[start INFORMATION SUPPLIED]
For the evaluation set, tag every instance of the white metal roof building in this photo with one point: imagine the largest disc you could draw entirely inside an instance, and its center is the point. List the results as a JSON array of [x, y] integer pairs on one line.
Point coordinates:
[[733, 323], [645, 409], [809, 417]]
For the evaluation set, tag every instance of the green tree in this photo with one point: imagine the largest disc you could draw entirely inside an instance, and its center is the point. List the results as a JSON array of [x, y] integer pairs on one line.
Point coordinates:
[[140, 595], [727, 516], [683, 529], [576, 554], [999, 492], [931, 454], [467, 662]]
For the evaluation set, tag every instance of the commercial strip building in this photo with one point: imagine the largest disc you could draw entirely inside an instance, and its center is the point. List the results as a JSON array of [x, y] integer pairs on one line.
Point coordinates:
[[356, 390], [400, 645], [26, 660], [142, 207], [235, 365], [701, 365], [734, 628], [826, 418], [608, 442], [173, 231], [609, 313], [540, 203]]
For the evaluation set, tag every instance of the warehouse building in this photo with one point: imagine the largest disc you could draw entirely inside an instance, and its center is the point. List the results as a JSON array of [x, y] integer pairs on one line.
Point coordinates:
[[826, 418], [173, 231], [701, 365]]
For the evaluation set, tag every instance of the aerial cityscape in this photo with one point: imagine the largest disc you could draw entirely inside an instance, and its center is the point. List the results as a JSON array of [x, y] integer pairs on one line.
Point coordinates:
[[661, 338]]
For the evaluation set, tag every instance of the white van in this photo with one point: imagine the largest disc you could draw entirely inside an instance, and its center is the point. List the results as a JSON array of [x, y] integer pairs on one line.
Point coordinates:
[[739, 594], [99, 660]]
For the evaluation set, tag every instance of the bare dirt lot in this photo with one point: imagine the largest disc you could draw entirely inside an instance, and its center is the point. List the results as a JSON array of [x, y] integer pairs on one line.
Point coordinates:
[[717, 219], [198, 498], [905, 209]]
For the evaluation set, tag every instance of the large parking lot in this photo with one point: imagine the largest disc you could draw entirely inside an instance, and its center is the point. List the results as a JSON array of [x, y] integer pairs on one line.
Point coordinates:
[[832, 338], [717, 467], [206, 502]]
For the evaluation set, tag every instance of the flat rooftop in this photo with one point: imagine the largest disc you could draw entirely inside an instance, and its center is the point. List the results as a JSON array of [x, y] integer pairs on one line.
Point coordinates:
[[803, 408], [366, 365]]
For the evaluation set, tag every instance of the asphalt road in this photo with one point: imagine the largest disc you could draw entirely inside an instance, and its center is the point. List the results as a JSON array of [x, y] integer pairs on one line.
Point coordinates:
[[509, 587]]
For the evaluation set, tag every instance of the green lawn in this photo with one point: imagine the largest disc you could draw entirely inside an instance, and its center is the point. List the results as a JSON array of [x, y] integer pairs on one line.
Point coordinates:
[end INFORMATION SUPPLIED]
Please copy out, unchanged, the lines of the records above that run from the line containing "For the evaluation set, tag every instance of the commercial" through the line containing "313], [540, 203]]", both included, and nothing else.

#### OUTPUT FOR THIS TASK
For the evaluation set, tag every instance of the commercial strip building in this photo with one point: imagine the largest disc you could draw entirely inside an instance, and its center is the point. List the results as a JSON array of [x, y] integer pairs on one line.
Point coordinates:
[[356, 390], [400, 645], [26, 660], [142, 207], [235, 365], [701, 365], [734, 628], [826, 418], [608, 442], [173, 231], [609, 313], [540, 203]]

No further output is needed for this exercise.